Task item A
Answer these questions from the article on medical transcription:
(i) How many online services does the author subscribe to?
(ii) What is too often the deciding factor when services compete for hospital contracts?
(iii) How many lines a day did the author's hospital job require?
Task item B
Extend the article on medical transcription, picking up after its final sentence.

This article was adapted from a posting on the sci.med.transcription newsgroup and then adapted for publication in the MT Monthly, Vol II, N 1 May 1999. This is that adaptation.

Copyright © 1995 by Alan Stancliff
All rights reselved

Do I think there are too many transcriptionists? That depends. There has been much publicity in the last several five years about medical transcription, and there are ads in many magazines telling readers, "Learn to be a medical transcriptionist in six months and earn good pay at home." As a consequence, there are a number of people who have taken courses, many quite bad and a few quite good. These graduates are trying to find jobs and some are having rotten luck. Many of these courses really do not train one to be able to perform on the job.

I used to recommend that people get into this job but not any more. Our wages are going down, generally, while the cost of reference materials, software, and training is going up. As I write this, I am sitting next to my reference shelf with several hundred dollars of books within arm's reach. Behind me is another shelf with thousands of dollars' worth of reference manuals on medicine, science, and computers. I have subscriptions to or regularly purchase several expensive magazines and journals. I subscribe to three online services and visit several news groups on the Internet. I feel the need to do all this just to keep up with this field, and it is more and more difficult to make money at this job.

Hospitals have outsourced to services. The services compete for the contracts, and too often, the determining factor is price. The service owners then feel they have to cut both their margin of profit and the reimbursement of the transcriptionist. There are also mergers going on among services, and the bigger ones are driving the smaller ones out of business. Many of the biggest ones are controlled by people who have recently gotten into the industry and really have no notion of what is required to produce the medical record.

The hospitals and providers are well organized and financed. The services are well organized and finnced. The transcriptionists are unorganized, atomized, individualistic, and tend to be loners. As you may have noticed from the stories in the press about financing of hearth care during the past five or so years, cost shifting is a big deal in the health care industry. The insurance companies shift the cost to each other and the patient. The hospitals shift the cost to the insurance or government programs. Government shifts the cost to the providers. How much of the cost gets shifted to any particular component of this picture is inversely proportional to the power the particular component possesses.

Medical transcriptionists have little or no clout because they are unorganized. Because the medical transcriptionists are so unorganized, they eat the costs. This cost-shifting to the hapless transcriptionist takes several forms, including the restructuring of pay rates, erosion and elimination of health and other benefits, vacation, sick leave, disability insurance, etc. It also takes other, more subtle forms.

When I worked for the hospital (at an hourly wage with full medical coverage, life insurance, and a retirement package), I could spend 45 minutes transcribing a four-minute dictation by Dr. Mushmouth. When I could not fill in a blank, I could ask someone else to listen. Sometimes two, three, or more of us listened. It did not matter. No one said anything about productivity as long as we got our 1000 lines a day--not difficult for the experienced transcriptionist. We got regular quality assurance reviews. We had educational meetings. We were encouraged to belong to AAMT (American Association for Medical Transcription) and attend educationals.

Material provided
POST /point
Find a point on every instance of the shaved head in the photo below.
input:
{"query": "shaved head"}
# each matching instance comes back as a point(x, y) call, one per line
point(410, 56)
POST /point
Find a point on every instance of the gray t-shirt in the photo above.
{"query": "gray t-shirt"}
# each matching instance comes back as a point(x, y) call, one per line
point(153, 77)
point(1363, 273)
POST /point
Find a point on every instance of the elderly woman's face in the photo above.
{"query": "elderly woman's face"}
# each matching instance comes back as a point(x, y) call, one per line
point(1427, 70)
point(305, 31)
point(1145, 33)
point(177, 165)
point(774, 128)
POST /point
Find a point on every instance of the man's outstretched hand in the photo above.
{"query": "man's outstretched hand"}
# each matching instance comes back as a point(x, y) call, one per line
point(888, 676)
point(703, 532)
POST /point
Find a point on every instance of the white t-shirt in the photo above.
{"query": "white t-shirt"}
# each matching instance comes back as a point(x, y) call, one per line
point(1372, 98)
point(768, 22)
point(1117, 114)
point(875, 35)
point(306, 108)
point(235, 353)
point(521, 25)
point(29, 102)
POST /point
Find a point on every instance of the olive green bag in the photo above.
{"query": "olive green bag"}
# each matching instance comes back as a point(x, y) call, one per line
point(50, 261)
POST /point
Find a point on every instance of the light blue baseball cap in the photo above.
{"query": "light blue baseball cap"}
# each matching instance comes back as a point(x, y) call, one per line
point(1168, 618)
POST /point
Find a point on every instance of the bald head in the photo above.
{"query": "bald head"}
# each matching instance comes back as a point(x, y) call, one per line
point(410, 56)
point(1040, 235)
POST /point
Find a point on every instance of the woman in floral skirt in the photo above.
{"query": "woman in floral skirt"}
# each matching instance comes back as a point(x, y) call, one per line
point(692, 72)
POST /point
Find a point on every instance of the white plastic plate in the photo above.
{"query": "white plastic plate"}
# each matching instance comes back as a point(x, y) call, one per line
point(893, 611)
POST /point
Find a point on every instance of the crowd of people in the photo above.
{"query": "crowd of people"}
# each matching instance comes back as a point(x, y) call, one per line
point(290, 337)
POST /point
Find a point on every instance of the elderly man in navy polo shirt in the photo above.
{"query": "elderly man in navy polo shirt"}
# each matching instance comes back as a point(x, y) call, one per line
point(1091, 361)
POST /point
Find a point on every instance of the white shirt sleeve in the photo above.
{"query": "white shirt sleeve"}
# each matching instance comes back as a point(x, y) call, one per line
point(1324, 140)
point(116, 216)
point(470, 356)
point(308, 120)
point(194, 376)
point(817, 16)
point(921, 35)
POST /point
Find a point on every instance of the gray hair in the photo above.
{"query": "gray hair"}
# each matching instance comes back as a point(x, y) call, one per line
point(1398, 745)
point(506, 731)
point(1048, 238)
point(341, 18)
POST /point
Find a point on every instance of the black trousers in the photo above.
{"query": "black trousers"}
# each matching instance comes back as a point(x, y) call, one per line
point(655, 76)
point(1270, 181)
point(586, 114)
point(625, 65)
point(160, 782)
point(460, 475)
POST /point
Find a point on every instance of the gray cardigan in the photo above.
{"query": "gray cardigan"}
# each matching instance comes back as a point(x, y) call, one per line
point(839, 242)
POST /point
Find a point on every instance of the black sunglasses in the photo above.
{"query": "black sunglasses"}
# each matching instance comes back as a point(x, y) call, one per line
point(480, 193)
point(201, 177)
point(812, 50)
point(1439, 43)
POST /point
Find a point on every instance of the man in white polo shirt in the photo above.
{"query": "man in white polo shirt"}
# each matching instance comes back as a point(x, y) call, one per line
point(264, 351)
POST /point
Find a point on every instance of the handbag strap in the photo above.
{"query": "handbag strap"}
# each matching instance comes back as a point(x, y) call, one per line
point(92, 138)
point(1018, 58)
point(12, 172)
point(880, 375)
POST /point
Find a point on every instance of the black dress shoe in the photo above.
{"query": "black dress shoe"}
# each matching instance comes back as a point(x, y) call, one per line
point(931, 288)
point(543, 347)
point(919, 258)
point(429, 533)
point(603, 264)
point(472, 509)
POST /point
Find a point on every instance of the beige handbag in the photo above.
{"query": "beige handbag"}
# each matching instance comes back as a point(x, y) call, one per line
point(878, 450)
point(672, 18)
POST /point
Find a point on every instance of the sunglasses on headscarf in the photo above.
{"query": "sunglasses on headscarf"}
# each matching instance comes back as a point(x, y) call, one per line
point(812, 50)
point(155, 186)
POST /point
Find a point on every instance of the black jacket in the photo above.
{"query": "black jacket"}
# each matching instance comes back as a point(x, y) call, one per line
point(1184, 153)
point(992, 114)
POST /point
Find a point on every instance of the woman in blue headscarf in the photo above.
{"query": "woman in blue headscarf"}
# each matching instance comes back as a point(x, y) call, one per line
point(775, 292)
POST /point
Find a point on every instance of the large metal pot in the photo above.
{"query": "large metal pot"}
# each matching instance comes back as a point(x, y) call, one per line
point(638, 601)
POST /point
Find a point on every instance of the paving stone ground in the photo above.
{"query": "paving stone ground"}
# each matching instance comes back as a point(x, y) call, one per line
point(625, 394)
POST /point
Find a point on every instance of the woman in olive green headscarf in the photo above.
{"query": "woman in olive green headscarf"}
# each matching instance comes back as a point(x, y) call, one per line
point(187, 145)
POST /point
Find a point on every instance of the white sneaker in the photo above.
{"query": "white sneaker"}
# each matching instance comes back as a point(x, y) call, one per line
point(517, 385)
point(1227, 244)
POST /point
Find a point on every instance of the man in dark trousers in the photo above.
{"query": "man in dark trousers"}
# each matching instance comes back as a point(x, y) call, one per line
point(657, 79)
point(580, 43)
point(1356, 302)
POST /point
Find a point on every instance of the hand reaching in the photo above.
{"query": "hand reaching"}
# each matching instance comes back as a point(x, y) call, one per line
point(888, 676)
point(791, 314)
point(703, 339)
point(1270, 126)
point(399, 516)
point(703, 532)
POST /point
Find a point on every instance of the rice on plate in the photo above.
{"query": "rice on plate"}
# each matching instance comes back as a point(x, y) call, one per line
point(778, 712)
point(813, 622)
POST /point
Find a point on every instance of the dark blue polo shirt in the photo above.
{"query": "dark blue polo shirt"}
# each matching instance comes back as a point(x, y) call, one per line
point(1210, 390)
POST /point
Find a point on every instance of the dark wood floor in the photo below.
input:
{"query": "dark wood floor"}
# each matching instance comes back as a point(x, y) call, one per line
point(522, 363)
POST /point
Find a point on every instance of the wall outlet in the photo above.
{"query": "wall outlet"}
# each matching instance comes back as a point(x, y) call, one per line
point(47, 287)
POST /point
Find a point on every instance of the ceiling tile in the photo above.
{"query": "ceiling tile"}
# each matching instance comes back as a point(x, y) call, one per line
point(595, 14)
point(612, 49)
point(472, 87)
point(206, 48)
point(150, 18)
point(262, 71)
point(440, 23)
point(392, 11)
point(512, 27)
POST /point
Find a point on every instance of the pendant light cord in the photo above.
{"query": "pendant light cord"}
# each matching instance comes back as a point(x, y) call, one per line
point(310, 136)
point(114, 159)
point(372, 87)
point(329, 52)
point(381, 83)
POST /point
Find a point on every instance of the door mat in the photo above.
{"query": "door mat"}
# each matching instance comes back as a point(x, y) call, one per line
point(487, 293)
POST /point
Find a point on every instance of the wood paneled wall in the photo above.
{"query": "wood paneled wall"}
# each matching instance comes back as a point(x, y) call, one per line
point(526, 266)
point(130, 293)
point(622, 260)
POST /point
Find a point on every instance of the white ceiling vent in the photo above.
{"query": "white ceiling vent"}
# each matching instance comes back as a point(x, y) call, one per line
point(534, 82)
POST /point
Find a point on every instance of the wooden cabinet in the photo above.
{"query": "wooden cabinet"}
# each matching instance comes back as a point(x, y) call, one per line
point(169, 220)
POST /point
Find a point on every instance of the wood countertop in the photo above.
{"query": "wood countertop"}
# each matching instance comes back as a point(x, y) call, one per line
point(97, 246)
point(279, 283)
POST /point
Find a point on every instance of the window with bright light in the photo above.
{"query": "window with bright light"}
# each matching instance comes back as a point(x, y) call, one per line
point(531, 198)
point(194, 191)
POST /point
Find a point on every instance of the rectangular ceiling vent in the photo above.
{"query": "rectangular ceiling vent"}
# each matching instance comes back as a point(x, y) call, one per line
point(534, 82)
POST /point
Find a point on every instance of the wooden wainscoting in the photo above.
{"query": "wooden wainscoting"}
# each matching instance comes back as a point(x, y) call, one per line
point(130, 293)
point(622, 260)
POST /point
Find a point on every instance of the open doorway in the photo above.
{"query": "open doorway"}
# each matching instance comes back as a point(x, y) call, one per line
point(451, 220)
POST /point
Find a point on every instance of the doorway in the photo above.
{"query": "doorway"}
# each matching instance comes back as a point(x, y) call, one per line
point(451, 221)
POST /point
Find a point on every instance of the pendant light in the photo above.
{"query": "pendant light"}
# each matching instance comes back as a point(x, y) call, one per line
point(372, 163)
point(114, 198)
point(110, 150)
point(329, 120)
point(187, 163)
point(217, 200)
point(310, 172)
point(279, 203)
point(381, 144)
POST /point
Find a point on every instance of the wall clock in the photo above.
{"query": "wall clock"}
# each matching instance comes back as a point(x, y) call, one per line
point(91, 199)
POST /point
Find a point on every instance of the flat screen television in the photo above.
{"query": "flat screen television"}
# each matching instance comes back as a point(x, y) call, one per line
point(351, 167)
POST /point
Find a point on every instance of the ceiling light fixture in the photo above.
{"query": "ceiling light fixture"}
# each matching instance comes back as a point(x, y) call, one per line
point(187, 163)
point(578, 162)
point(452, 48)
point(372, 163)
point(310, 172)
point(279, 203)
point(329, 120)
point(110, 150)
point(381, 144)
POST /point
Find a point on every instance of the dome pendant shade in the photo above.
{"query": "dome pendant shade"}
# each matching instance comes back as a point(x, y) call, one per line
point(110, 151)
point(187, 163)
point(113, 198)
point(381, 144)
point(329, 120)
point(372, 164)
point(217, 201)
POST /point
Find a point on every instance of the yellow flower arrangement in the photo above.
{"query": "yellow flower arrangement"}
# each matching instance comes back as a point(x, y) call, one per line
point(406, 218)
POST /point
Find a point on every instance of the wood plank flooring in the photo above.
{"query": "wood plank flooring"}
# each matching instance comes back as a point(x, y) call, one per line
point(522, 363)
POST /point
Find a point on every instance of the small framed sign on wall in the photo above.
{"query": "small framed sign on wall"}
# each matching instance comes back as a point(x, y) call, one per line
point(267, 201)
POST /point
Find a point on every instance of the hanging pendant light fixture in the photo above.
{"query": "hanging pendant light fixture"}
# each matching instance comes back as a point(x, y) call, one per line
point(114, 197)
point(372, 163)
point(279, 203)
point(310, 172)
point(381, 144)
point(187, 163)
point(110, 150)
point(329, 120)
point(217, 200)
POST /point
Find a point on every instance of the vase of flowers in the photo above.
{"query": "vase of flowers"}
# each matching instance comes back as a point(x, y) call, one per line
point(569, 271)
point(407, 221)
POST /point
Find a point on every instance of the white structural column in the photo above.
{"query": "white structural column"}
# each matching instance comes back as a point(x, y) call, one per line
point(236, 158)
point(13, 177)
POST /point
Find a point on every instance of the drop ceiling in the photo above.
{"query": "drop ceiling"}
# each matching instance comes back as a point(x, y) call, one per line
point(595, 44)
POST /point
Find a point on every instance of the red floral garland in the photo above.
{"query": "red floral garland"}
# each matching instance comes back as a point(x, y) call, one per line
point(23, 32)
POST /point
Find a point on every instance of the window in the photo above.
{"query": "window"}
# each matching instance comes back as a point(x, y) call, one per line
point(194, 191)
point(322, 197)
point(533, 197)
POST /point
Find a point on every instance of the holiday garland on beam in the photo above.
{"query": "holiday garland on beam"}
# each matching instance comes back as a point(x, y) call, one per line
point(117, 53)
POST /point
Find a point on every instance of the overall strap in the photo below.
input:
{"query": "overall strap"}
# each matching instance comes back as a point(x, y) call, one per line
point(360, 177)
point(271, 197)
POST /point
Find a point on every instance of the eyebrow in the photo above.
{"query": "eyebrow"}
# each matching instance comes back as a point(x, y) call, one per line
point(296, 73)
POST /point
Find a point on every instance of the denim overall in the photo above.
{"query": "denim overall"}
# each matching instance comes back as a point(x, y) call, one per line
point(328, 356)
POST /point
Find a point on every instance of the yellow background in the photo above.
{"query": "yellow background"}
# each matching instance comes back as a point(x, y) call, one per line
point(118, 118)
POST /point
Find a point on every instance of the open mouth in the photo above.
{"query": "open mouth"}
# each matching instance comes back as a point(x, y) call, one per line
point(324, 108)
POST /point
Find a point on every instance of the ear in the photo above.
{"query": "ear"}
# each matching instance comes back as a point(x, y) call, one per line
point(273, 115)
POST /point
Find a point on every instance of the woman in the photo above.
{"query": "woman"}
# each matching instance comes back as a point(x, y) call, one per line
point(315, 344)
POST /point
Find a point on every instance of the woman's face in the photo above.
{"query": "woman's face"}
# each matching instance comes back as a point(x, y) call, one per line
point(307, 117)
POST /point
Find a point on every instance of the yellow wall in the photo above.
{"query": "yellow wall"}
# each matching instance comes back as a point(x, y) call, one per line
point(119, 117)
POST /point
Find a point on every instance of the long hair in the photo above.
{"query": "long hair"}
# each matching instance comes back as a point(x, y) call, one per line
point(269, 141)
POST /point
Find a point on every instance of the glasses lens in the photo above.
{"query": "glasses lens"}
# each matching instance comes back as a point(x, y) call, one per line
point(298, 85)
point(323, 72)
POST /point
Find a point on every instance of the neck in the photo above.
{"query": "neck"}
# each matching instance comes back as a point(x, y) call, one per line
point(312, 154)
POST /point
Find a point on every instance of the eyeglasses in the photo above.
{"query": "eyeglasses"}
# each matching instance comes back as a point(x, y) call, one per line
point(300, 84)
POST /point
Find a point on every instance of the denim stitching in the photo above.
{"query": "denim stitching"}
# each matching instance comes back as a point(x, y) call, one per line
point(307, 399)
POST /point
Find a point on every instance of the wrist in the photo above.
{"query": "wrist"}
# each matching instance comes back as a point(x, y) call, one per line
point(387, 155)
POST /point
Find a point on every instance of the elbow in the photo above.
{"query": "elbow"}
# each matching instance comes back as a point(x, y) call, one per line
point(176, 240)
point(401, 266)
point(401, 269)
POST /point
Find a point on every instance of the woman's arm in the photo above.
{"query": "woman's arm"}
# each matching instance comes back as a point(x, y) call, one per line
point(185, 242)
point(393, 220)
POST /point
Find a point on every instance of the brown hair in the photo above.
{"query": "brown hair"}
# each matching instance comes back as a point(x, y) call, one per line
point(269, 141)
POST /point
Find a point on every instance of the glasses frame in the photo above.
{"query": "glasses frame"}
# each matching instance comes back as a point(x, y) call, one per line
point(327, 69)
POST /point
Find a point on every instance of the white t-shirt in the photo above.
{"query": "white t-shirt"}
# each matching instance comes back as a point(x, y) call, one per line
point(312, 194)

Written answer A
(i) Three.
(ii) Price.
(iii) 1000 lines.

Written answer B
This is no longer the case. We now get paid between 5 and 10 cents a line, receive no allowances for reference materials, continuing education, etc. If we have a difficult dictator, we are faced with the choice of either taking an extra long time to do it or compromising quality.

It used to be in the hospital's financial interest to work with the worst dictators to clean up their act. A few hospital administrators even had the wit to realize the importance of quality and act on it. But now, it is AGAINST the financial interest of the hospitals or services to approach the bad dictators. Doing so costs money and threatens to alienate the doctor. And one must not forget that the doctor (and not the patient) is the customer that the hospital is geared to serve. So the cost gets shifted to the transcriptionists.

These are some of the reasons I do not recommend this type of work any more, although I love it and find it challenging and interesting.

The need for transcriptionists will almost certainly grow. The number of transcriptionists will not increase fast enough. And the hospitals and large services will do everything in their power to obviate the market forces that might raise our compensation. They do this now, which is why our compensation is going down while the need for our services rises.

The reason the need for transcriptionists will grow is the advent of the paperless medical record. By 2002, all hospitals must be on the paperless medical record. Most doctors will have to be on it too. Handwritten notes will not be acceptable. That means more dictation by more people--people like physical therapists, nurses, home health care staff, mobile transfusion companies, medical social workers, etc. Much of the current documentation of medical care is scattered and handwritten. The many doctors who are happy with little scrawls in their office charts will no longer be able to do business this way, and nurses and allied health professionals will either have to enter the data into a computer by typing, using sort of fill-in-the-blank templates, or voice recognition. Pen and paper will no longer be acceptable in a very short time.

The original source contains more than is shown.